-------- TEXT SECTION
Nor does acknowledging that targeted populations lack privilege mean that every person of color is doomed to a terrible life. The vast majority of people of color and other target groups manage to live fulfilling, loving, productive lives in spite of all the obstacles. One way I can support my friends of color is by seeing and acknowledging their strength and resilience, not just their pain, by appreciating and celebrating their gifts, by entering into real relationships of equals where we can all be seen in the fullness of our flaws and virtues.

One of the core aspects of privilege is simply not having to work hard to be seen—seen as a person, a full and complex human being. Racism and its cousins make individuals and whole groups invisible, not the subjects of history but the objects, the Other, as Simone Beauvoir noted that women become under male supremacy. A man can simply be an artist, a woman too often is labeled a Woman Artist. A white man can be a writer, a person of color too often is seen as a Black Writer or an Asian Novelist or a Latino Poet. Women often report this common experience: a woman makes a suggestion in a meeting that goes unheard. Ten minutes later, a man makes the same suggestion and is greeted with acclaim.

For a person from a target group whose people have been made invisible and devalued for centuries, whose lives are currently taken with impunity, whose contributions too often go unrecognized or unrewarded, asserting value becomes a life-and-death issue. Being unseen or undervalued can feel like erasure, a form of death.

Privilege can also work in more subtle ways. One of them is what I call protagonitis—the assumption that the white person or the male is the lead role, the protagonist, in any story. Hollywood loves this—there are a lot of movies about the noble white teacher uplifting her poor ghetto students, very few about those ghetto folks uplifting themselves.

We all get to be the star in our own lives. Indeed, that was one of the key things the feminist movement continues to fight for—that women get to play lead and not always be relegated to mere supporting roles.

But when we go into someone else’s community, we are not the center of their story. Support can be a noble role. Think of Lord of the Rings—Frodo, the little hobbit, is the protagonist. He carries the ring. His supporters are far more powerful—wise wizards, magical elves, kings and warriors. But they are not the protagonists. He is. They lend their power to his quest.
----------------
-------- ENTRIES SHOWN
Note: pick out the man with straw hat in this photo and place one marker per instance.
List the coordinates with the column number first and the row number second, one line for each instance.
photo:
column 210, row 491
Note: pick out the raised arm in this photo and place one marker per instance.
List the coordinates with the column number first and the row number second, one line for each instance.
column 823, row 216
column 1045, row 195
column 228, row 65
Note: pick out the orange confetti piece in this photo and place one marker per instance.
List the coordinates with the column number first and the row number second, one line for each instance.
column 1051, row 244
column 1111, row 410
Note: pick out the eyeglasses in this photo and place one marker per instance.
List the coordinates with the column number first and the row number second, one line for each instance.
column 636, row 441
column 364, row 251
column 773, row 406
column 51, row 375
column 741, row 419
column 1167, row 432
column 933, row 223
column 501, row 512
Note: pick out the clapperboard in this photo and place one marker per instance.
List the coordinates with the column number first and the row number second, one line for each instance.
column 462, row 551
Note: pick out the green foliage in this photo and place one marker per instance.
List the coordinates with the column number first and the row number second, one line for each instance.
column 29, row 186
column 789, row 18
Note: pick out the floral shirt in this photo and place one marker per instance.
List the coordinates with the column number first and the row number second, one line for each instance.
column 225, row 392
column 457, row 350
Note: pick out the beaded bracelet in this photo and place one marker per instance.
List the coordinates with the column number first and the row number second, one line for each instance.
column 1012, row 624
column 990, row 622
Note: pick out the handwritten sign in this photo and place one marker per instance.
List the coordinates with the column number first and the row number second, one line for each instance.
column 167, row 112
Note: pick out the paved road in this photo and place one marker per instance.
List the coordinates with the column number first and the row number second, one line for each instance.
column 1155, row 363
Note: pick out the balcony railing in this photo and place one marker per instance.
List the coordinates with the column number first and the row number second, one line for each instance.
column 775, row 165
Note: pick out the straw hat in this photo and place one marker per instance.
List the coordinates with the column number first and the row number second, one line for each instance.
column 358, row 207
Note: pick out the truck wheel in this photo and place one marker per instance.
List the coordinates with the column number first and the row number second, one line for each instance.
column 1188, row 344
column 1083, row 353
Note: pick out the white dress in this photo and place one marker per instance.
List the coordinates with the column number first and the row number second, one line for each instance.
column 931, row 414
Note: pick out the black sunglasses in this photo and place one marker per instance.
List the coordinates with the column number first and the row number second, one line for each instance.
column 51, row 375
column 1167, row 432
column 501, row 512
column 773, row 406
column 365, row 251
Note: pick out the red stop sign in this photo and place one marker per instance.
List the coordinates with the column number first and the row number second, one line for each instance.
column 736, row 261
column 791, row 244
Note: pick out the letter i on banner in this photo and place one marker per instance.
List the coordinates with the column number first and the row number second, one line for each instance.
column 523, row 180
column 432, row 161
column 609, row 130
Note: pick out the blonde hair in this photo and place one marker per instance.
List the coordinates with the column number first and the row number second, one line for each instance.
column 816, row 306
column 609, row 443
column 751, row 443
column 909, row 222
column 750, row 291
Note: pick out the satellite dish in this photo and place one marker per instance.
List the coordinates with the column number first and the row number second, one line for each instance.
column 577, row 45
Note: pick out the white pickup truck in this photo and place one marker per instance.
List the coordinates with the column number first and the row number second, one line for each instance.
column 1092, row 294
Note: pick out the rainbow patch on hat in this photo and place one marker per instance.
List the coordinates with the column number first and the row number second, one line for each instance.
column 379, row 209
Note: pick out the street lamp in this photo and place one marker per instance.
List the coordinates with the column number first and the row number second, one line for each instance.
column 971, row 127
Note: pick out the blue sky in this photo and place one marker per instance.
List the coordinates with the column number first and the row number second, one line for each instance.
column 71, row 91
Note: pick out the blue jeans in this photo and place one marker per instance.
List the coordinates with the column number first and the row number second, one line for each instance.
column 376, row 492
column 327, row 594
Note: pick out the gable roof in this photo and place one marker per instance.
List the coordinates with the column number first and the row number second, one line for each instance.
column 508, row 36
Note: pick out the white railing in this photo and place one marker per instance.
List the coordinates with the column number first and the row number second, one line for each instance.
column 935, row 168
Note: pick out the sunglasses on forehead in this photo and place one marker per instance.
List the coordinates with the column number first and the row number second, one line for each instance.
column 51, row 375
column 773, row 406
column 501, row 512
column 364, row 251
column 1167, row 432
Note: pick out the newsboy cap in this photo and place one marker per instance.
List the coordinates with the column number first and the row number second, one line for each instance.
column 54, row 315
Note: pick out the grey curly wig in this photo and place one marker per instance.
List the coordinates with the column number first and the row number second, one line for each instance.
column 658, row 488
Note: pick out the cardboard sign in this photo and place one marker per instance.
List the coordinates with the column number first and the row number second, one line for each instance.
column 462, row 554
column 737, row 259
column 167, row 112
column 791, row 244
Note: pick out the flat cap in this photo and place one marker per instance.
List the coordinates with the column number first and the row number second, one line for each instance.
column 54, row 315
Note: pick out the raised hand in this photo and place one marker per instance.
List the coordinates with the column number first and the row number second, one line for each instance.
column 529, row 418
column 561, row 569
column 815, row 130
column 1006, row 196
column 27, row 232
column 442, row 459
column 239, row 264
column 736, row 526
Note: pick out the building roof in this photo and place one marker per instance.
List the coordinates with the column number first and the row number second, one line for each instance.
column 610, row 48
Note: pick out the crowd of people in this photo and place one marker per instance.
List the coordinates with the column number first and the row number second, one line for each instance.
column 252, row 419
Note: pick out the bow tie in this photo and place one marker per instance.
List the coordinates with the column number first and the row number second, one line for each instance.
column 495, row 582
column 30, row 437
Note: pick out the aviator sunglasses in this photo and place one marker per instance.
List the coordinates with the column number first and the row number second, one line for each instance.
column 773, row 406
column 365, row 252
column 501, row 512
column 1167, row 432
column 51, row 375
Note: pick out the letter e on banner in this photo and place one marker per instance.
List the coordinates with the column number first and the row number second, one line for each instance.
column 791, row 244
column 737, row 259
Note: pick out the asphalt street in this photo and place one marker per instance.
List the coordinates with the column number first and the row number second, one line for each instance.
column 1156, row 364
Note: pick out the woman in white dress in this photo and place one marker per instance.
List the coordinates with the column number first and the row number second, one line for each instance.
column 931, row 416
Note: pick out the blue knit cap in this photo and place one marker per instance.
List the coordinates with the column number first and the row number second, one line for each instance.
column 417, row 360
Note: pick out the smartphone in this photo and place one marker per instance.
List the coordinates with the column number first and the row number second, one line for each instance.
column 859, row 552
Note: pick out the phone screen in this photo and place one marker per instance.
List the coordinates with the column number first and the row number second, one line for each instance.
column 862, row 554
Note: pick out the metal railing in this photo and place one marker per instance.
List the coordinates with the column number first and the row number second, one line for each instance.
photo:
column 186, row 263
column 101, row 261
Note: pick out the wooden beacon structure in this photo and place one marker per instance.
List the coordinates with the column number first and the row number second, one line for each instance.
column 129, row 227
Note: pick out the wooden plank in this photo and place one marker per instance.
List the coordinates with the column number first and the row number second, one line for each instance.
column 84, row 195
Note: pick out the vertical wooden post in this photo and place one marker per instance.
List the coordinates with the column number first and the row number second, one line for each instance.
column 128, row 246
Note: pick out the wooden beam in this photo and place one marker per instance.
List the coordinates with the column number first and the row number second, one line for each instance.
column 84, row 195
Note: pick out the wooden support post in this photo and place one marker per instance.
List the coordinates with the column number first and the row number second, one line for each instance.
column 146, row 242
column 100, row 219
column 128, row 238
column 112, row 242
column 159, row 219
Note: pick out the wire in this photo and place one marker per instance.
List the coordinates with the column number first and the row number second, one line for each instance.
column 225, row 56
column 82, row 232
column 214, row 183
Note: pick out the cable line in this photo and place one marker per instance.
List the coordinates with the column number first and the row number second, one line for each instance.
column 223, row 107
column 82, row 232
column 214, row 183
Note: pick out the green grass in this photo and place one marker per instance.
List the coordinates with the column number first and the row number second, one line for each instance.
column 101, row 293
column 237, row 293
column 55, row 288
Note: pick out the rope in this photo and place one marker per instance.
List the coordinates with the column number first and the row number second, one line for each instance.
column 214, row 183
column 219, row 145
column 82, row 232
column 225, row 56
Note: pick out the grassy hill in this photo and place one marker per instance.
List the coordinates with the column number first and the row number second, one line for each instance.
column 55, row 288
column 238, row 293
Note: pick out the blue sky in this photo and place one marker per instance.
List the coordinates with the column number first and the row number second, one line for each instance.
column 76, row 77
----------------
_WHAT THE EXERCISE ASKS:_
In the passage on privilege, what term describes the assumption that the white person or the male is the lead role in any story?

_WRITTEN SOLUTION:_
Protagonitis